-- START OF Records for the task --
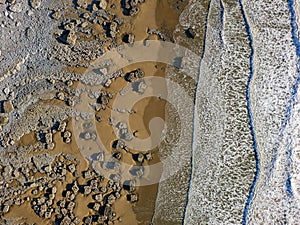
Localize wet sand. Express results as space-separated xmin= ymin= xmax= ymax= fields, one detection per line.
xmin=7 ymin=0 xmax=185 ymax=225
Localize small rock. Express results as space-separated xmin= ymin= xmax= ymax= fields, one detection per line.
xmin=0 ymin=115 xmax=8 ymax=126
xmin=52 ymin=11 xmax=61 ymax=20
xmin=57 ymin=92 xmax=65 ymax=101
xmin=2 ymin=205 xmax=9 ymax=213
xmin=145 ymin=152 xmax=153 ymax=161
xmin=83 ymin=186 xmax=92 ymax=195
xmin=99 ymin=0 xmax=107 ymax=9
xmin=2 ymin=100 xmax=14 ymax=113
xmin=29 ymin=0 xmax=41 ymax=9
xmin=95 ymin=194 xmax=103 ymax=202
xmin=77 ymin=0 xmax=88 ymax=8
xmin=127 ymin=194 xmax=138 ymax=202
xmin=104 ymin=79 xmax=112 ymax=88
xmin=67 ymin=30 xmax=77 ymax=45
xmin=9 ymin=3 xmax=22 ymax=13
xmin=68 ymin=163 xmax=76 ymax=173
xmin=137 ymin=153 xmax=144 ymax=162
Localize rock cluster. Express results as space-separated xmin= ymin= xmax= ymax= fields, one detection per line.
xmin=124 ymin=69 xmax=145 ymax=82
xmin=121 ymin=0 xmax=144 ymax=16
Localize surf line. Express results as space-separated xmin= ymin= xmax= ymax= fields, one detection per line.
xmin=239 ymin=0 xmax=260 ymax=225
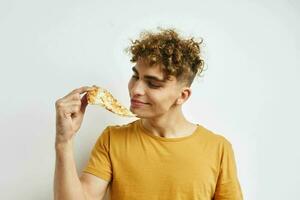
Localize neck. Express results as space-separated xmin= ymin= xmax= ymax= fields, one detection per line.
xmin=142 ymin=108 xmax=197 ymax=138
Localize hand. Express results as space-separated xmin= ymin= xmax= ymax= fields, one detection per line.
xmin=55 ymin=86 xmax=94 ymax=143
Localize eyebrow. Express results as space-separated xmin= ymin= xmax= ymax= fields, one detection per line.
xmin=132 ymin=67 xmax=166 ymax=83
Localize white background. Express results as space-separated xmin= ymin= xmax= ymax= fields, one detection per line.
xmin=0 ymin=0 xmax=300 ymax=200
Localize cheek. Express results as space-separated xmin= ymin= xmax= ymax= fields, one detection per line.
xmin=127 ymin=79 xmax=132 ymax=91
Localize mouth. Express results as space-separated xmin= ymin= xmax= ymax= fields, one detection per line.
xmin=131 ymin=99 xmax=148 ymax=108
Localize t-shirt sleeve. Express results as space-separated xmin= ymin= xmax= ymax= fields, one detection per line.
xmin=83 ymin=127 xmax=112 ymax=181
xmin=214 ymin=140 xmax=243 ymax=200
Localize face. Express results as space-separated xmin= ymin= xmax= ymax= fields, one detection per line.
xmin=128 ymin=59 xmax=190 ymax=118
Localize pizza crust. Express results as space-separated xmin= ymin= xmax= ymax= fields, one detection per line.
xmin=87 ymin=86 xmax=136 ymax=117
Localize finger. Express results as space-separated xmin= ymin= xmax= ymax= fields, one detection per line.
xmin=80 ymin=94 xmax=88 ymax=113
xmin=65 ymin=86 xmax=94 ymax=100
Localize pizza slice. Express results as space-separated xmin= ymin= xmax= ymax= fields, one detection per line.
xmin=87 ymin=86 xmax=136 ymax=117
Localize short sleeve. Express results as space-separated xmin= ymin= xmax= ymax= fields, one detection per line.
xmin=83 ymin=127 xmax=112 ymax=181
xmin=214 ymin=140 xmax=243 ymax=200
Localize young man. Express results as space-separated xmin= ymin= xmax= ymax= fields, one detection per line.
xmin=54 ymin=29 xmax=243 ymax=200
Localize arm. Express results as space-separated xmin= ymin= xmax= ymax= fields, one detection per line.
xmin=54 ymin=143 xmax=109 ymax=200
xmin=214 ymin=141 xmax=243 ymax=200
xmin=54 ymin=142 xmax=87 ymax=200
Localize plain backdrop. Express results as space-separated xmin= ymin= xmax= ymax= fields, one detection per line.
xmin=0 ymin=0 xmax=300 ymax=200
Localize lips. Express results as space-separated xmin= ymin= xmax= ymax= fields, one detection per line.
xmin=131 ymin=99 xmax=147 ymax=104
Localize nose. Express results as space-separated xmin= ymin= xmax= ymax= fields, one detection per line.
xmin=131 ymin=80 xmax=145 ymax=97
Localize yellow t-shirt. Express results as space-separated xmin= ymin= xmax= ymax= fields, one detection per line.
xmin=83 ymin=119 xmax=243 ymax=200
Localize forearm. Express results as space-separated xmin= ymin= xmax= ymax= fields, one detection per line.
xmin=54 ymin=142 xmax=86 ymax=200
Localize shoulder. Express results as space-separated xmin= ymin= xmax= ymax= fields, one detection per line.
xmin=199 ymin=125 xmax=231 ymax=147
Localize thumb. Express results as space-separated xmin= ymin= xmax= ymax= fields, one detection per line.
xmin=80 ymin=93 xmax=88 ymax=114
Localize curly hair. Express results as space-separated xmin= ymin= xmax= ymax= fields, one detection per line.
xmin=126 ymin=28 xmax=204 ymax=86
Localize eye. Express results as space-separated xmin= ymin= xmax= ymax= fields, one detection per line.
xmin=131 ymin=75 xmax=139 ymax=79
xmin=147 ymin=82 xmax=161 ymax=88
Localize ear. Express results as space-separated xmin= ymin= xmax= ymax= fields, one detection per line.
xmin=176 ymin=87 xmax=192 ymax=105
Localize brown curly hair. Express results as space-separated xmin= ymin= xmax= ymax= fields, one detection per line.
xmin=126 ymin=28 xmax=204 ymax=86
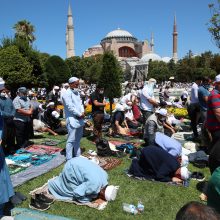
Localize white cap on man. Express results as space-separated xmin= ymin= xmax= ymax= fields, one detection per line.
xmin=105 ymin=185 xmax=119 ymax=201
xmin=215 ymin=74 xmax=220 ymax=83
xmin=68 ymin=76 xmax=79 ymax=83
xmin=156 ymin=108 xmax=167 ymax=116
xmin=0 ymin=77 xmax=5 ymax=90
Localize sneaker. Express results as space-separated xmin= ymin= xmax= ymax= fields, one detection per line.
xmin=191 ymin=172 xmax=205 ymax=182
xmin=15 ymin=192 xmax=27 ymax=201
xmin=35 ymin=193 xmax=54 ymax=205
xmin=29 ymin=198 xmax=50 ymax=211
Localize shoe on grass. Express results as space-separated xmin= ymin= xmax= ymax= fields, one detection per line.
xmin=35 ymin=193 xmax=54 ymax=205
xmin=15 ymin=192 xmax=27 ymax=201
xmin=29 ymin=198 xmax=50 ymax=211
xmin=191 ymin=172 xmax=205 ymax=182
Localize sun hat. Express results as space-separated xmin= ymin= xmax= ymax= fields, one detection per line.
xmin=156 ymin=108 xmax=167 ymax=116
xmin=105 ymin=185 xmax=119 ymax=201
xmin=68 ymin=76 xmax=79 ymax=83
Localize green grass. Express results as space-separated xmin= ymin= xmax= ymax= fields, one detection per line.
xmin=15 ymin=136 xmax=210 ymax=220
-- END OF Records for the task --
• Set task: Reproduce the listing above with every "Localize" changed to "Detect" and all other text left as is. Omit the pictures from your output.

• Exercise result:
Detect wet sand. Express results as space-separated xmin= ymin= xmax= ymax= fields, one detection per line.
xmin=7 ymin=0 xmax=185 ymax=225
Detect small rock. Express results as space-separated xmin= ymin= xmax= ymax= fields, one detection per line.
xmin=0 ymin=115 xmax=8 ymax=126
xmin=52 ymin=11 xmax=61 ymax=20
xmin=57 ymin=92 xmax=65 ymax=101
xmin=2 ymin=205 xmax=9 ymax=213
xmin=145 ymin=152 xmax=153 ymax=161
xmin=83 ymin=186 xmax=92 ymax=195
xmin=99 ymin=0 xmax=107 ymax=9
xmin=2 ymin=100 xmax=14 ymax=113
xmin=29 ymin=0 xmax=41 ymax=9
xmin=95 ymin=194 xmax=103 ymax=202
xmin=77 ymin=0 xmax=88 ymax=8
xmin=127 ymin=194 xmax=138 ymax=202
xmin=104 ymin=79 xmax=112 ymax=88
xmin=67 ymin=30 xmax=77 ymax=45
xmin=9 ymin=3 xmax=22 ymax=13
xmin=68 ymin=163 xmax=76 ymax=173
xmin=137 ymin=153 xmax=144 ymax=162
Detect rock cluster. Express results as space-separated xmin= ymin= xmax= ymax= fields, one detection per line.
xmin=124 ymin=69 xmax=145 ymax=82
xmin=121 ymin=0 xmax=144 ymax=16
Detect surf line. Express results as space-separated xmin= ymin= xmax= ymax= fields, one detection per line.
xmin=239 ymin=0 xmax=260 ymax=225
Detect neck. Express results as space-separated xmin= ymin= xmax= ymax= fields, one detection per line.
xmin=142 ymin=108 xmax=197 ymax=138
Detect hand. Express results as space-separated xmin= ymin= xmax= ymax= fields, one detection per line.
xmin=55 ymin=86 xmax=94 ymax=143
Detect eyebrow. Express results as space-separated xmin= ymin= xmax= ymax= fields, one detection per line.
xmin=132 ymin=67 xmax=166 ymax=83
Detect white background. Express results as space-separated xmin= ymin= xmax= ymax= fields, one detection per line.
xmin=0 ymin=0 xmax=300 ymax=200
Detect cheek. Express results as space-separated xmin= ymin= xmax= ymax= fields, one detection per line.
xmin=127 ymin=79 xmax=132 ymax=91
Detect mouth. Express results as space-separated xmin= ymin= xmax= ymax= fields, one detection per line.
xmin=131 ymin=99 xmax=148 ymax=108
Detect t-shirt sleeve. Express results as space-separated xmin= ymin= xmax= ymax= fields, one detection per line.
xmin=83 ymin=127 xmax=112 ymax=181
xmin=214 ymin=140 xmax=243 ymax=200
Detect face. Express results as space-separated xmin= ymin= xmax= ymax= fields, one detection per line.
xmin=128 ymin=59 xmax=190 ymax=118
Detect pizza crust. Express results as space-separated xmin= ymin= xmax= ymax= fields, one detection per line.
xmin=87 ymin=86 xmax=136 ymax=117
Detect finger. Express results as space-separated xmin= ymin= xmax= ymax= fields, one detection per line.
xmin=80 ymin=94 xmax=88 ymax=113
xmin=65 ymin=86 xmax=94 ymax=100
Detect pizza slice. Express results as space-separated xmin= ymin= xmax= ymax= fields, one detection per line.
xmin=87 ymin=86 xmax=136 ymax=117
Detect short sleeve. Express results as space-separated xmin= ymin= xmax= ymax= fields, one detection per line.
xmin=83 ymin=127 xmax=112 ymax=181
xmin=214 ymin=140 xmax=243 ymax=200
Detect young man. Express results as space-separated xmin= ymin= xmax= ymax= fields, one detection per line.
xmin=54 ymin=29 xmax=243 ymax=200
Detect arm. Express results as space-separated xmin= ymin= xmax= ymax= fields, one detection per line.
xmin=54 ymin=143 xmax=109 ymax=200
xmin=214 ymin=141 xmax=243 ymax=200
xmin=54 ymin=142 xmax=87 ymax=200
Detect plain backdrop. Express results as space-separated xmin= ymin= xmax= ymax= fields, one detection per line.
xmin=0 ymin=0 xmax=300 ymax=200
Detect lips. Express results as space-separated xmin= ymin= xmax= ymax= fields, one detection per line.
xmin=131 ymin=99 xmax=147 ymax=104
Detect nose. Express results as space-separated xmin= ymin= xmax= ymax= fields, one detection per line.
xmin=131 ymin=80 xmax=145 ymax=97
Detect yellow t-shirt. Express results as space-separated xmin= ymin= xmax= ymax= fields, one detection per line.
xmin=83 ymin=119 xmax=243 ymax=200
Detect forearm. Express results as space-separated xmin= ymin= xmax= ymax= fields, one detection per line.
xmin=54 ymin=142 xmax=86 ymax=200
Detect shoulder. Express results as space-separated xmin= ymin= xmax= ymax= fields, one detection per line.
xmin=199 ymin=125 xmax=231 ymax=147
Detect thumb. Express results as space-separated xmin= ymin= xmax= ymax= fields, one detection per line.
xmin=80 ymin=93 xmax=88 ymax=114
Detect curly hair. Express results as space-separated xmin= ymin= xmax= ymax= fields, one detection per line.
xmin=126 ymin=28 xmax=204 ymax=86
Detect eye. Express results as space-separated xmin= ymin= xmax= ymax= fields, one detection per line.
xmin=131 ymin=75 xmax=139 ymax=79
xmin=147 ymin=82 xmax=161 ymax=88
Detect ear. Express results as space-separated xmin= ymin= xmax= ymax= fields, one detection per line.
xmin=176 ymin=87 xmax=192 ymax=105
Detect brown curly hair. Express results as space-separated xmin= ymin= xmax= ymax= fields, one detection per line.
xmin=126 ymin=28 xmax=204 ymax=86
Detect white cap on man. Express results as space-separated xmin= ymin= xmax= ymax= fields, one detection per line.
xmin=105 ymin=185 xmax=119 ymax=201
xmin=215 ymin=74 xmax=220 ymax=83
xmin=68 ymin=76 xmax=79 ymax=83
xmin=156 ymin=108 xmax=167 ymax=116
xmin=0 ymin=77 xmax=5 ymax=90
Detect sneaker. Express results as space-separated xmin= ymin= xmax= ymax= fields, one detection per line.
xmin=191 ymin=172 xmax=205 ymax=182
xmin=15 ymin=192 xmax=27 ymax=201
xmin=35 ymin=193 xmax=54 ymax=205
xmin=29 ymin=198 xmax=50 ymax=211
Detect shoe on grass. Express results as space-separated xmin= ymin= xmax= ymax= fields, one detection per line.
xmin=35 ymin=193 xmax=54 ymax=205
xmin=15 ymin=192 xmax=27 ymax=201
xmin=29 ymin=198 xmax=50 ymax=211
xmin=191 ymin=172 xmax=205 ymax=182
Detect sun hat. Express results as space-separated xmin= ymin= xmax= ymax= fields, one detection per line.
xmin=156 ymin=108 xmax=167 ymax=116
xmin=105 ymin=185 xmax=119 ymax=201
xmin=68 ymin=76 xmax=79 ymax=83
Detect green grass. Express results as space-separated xmin= ymin= xmax= ymax= fields, one detection per line.
xmin=15 ymin=136 xmax=210 ymax=220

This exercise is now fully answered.